▸ Extract to read:

Various electrical methods have also been suggested to distinguish between counterfeit and genuine coins. Many of these involve the use of an inductive coil which forms part of an electromagnetic "tank" circuit. When a metallic coin-shaped object passes through the magnetic field of the inductive coil, the inductance and hence the circuit's resonance changes, depending upon coin size, composition and magnetic permeability. These changes can be detected by "ringing" (periodically applying a voltage to the circuit) the resonant circuit when a coin-like object is present to produce a damped resonant waveform output. A comparison between the resultant decaying waveform in frequency and/or decay characteristics with stored values for genuine coins allows the circuit to distinguish the genuine coins from the counterfeit.
Existing counterfeit coin detector circuits have several problems. The first is that the sensing circuit is generally quite susceptible to variations in temperature. Thus, as temperature changes, genuine coins may be determined to be counterfeit, or counterfeit coins may go undetected. This is a particular problem in coin detectors which must Operate in an Outdoor environment, such as automatic toll collecting systems for roadways.

▸ Information provided:
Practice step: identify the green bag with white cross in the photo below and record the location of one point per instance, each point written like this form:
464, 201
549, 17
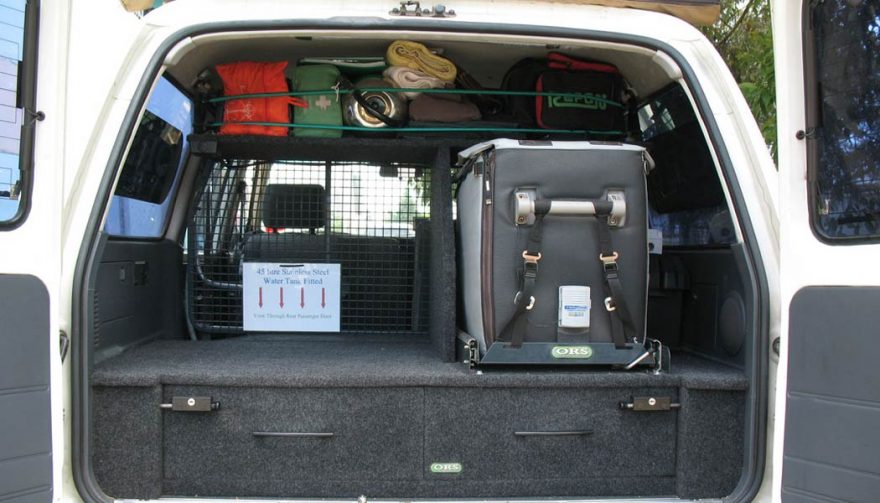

▸ Instructions to follow:
In the passage on counterfeit coin detection, what is the first problem named with existing detector circuits?

▸ Solution for this task:
The sensing circuit is generally quite susceptible to variations in temperature.